**OPDRACHTEN:**
- a) Beantwoord de volgende vragen over de tekst over het Mirakelboek.
(i) In welk jaar viel 's-Hertogenbosch voor Frederik Hendrik?
(ii) Van welk werk is Augustinus Wichmans de auteur?
(iii) In welke stad werd het Mirakelboek in het Latijn uitgegeven?
- b) Zet de tekst over het Mirakelboek voort na de laatste zin.

**BRON:**
- - -

De Bossche Jezuïet Otho Zylius schrijft in 1632, na de val van ‘s-Hertogenbosch in 1629 voor Frederik Hendrik, over het bestaan van het Mirakelboek in het voorwoord van zijn uitgave van de Historia Miraculorum van 1632 net zoals Augustinus Wichmans, de auteur van Brabantia Mariana dat in 1632 doet.  Het is Zylius die er zorg voor heeft gedragen dat het Mirakelboek in het Latijn werd vertaald en uitgegeven werd te Antwerpen in 1632.

- - -

**AANGELEVERDE GEGEVENS:**
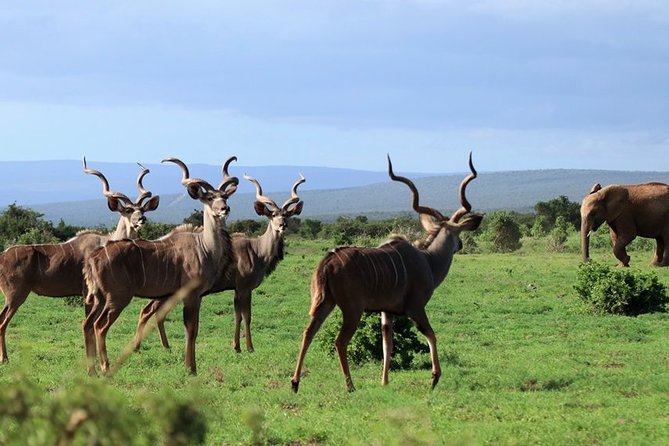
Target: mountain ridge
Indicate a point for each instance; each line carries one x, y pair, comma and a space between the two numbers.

- - -

**ANTWOORDEN:**
- a)
(i) In 1629.
(ii) Van Brabantia Mariana.
(iii) In Antwerpen.

- b)
Een franstalige, vrije bewerking van het gehele Mirakelboek, inclusief het inleidend gedicht, berust in handschrift in de Bibliothèque Nationale te Parijs, daterend uit de eerste helft van de 17e eeuw. In de Koninklijke bibliotheek te Brussel berust een begin 18e eeuws afschrift in het Nederlands dat onvolledig is en de mirakelen beschrijft vanaf protocol 144 tot en met het laatste wonderverhaal.

Waarschijnlijk is de vlucht van het miraculeuze beeld voor de aanhangers van de in de 16e eeuw gereformeerde christenen alsook het Mirakelboek in 1629 er debet aan dat deze Franse en Belgische versies zijn gemaakt.